What to do:
Copy out the listing word for word, starting at the line that contains "Roster-mapping task: tag the black" and continuing through the final line of the listing.

Dataset extract:
* * * * * * *

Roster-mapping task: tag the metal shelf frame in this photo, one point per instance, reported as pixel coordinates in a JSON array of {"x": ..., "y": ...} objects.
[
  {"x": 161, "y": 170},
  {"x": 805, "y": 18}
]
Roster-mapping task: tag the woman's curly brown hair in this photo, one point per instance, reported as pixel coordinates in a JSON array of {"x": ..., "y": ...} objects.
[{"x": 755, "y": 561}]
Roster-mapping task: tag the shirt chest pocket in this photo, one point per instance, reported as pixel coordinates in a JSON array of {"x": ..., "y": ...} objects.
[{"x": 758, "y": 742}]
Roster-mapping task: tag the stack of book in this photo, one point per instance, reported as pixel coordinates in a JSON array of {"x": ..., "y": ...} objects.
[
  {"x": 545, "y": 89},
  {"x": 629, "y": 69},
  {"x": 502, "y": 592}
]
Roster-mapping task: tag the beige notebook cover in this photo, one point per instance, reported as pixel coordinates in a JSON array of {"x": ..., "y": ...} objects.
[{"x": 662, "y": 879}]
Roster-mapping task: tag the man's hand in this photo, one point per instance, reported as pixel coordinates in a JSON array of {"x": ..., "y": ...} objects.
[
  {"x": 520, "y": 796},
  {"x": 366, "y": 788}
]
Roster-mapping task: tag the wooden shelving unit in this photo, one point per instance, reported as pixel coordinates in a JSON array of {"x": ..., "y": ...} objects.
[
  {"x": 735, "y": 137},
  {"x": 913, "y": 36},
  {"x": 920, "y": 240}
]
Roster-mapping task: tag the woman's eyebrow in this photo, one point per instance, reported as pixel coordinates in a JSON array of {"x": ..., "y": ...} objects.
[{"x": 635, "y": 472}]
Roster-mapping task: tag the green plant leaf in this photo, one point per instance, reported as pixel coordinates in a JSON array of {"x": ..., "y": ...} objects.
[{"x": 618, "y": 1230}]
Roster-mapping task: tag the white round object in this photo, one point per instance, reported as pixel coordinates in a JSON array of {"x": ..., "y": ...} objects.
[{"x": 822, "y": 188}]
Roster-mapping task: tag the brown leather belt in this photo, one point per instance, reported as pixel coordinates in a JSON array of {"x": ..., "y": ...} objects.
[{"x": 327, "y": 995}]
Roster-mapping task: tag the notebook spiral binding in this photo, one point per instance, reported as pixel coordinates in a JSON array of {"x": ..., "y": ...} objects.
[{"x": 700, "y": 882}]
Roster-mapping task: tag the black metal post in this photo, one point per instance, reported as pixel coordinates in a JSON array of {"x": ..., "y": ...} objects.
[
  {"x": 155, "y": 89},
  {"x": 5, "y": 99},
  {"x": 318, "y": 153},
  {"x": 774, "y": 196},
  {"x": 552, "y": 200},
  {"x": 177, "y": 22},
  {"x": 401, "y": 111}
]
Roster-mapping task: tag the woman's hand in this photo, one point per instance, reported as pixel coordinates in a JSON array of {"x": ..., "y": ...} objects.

* * * * * * *

Task solution:
Roster-mapping task: tag the black metal post in this photo, one point per instance, reported as pixel coordinates in a JSON array of {"x": ..., "y": ...} objects.
[
  {"x": 155, "y": 89},
  {"x": 5, "y": 99},
  {"x": 318, "y": 153},
  {"x": 774, "y": 196},
  {"x": 552, "y": 200},
  {"x": 177, "y": 22},
  {"x": 401, "y": 111}
]
Roster-mapping task: tag the woman's hand in this photo, one point per instance, reported as pixel coordinates in a JSON array of {"x": ..., "y": ...} objects.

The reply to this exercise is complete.